··· DATASET RECORDS ···

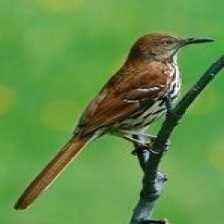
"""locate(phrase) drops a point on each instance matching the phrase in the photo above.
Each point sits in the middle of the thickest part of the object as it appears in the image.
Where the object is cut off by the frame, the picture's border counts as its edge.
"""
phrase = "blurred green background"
(54, 56)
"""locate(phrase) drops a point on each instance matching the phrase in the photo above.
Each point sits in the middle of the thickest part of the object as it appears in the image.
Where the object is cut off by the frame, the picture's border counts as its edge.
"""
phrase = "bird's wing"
(123, 96)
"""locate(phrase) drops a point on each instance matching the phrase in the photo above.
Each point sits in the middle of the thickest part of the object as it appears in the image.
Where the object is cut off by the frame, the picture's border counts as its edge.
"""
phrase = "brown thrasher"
(130, 101)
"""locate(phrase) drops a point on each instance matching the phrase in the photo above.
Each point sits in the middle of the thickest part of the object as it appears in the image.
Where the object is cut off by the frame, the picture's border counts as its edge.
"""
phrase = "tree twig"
(153, 180)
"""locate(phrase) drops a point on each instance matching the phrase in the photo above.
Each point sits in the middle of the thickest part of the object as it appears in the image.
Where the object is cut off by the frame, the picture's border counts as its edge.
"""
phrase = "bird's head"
(160, 46)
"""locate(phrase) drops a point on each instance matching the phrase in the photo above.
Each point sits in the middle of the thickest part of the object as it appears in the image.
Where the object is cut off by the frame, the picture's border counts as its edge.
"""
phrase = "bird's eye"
(167, 42)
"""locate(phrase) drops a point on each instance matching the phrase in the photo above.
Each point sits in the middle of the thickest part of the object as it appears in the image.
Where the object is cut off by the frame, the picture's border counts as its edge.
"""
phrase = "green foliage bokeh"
(54, 56)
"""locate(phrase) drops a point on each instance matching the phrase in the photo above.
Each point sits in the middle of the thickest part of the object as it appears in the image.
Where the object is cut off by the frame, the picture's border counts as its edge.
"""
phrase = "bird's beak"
(193, 40)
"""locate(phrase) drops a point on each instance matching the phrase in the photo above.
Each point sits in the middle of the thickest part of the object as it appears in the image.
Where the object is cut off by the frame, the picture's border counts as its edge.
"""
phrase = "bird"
(133, 98)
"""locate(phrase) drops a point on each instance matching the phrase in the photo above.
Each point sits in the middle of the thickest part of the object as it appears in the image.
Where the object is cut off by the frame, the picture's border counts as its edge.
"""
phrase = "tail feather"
(51, 171)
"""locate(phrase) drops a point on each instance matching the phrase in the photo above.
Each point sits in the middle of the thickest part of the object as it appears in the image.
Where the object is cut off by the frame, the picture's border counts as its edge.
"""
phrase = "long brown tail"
(51, 171)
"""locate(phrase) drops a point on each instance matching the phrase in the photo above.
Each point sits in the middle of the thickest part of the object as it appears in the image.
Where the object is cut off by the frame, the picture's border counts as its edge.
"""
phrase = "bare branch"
(153, 180)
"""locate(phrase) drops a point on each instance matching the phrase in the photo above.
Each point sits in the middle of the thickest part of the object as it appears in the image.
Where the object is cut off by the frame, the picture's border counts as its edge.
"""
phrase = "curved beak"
(193, 40)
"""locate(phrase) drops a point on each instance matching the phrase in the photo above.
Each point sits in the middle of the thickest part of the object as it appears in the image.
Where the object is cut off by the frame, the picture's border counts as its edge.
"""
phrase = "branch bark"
(149, 159)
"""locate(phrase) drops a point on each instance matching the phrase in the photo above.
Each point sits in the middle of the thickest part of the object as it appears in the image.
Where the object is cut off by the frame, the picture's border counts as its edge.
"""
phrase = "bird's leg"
(144, 142)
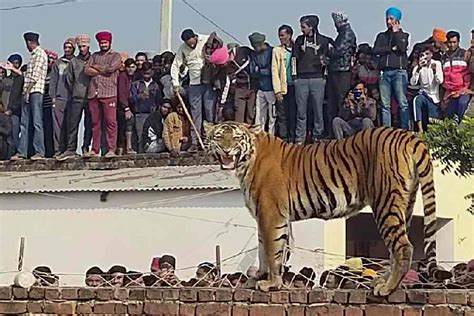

···

* [PROBLEM STATEMENT]:
Pick out each line of the listing above that contains the word "tail", and copy those lines. Case counts.

* [COMPLETED EXERCISE]:
phrase = "tail feather"
phrase = "long brown tail"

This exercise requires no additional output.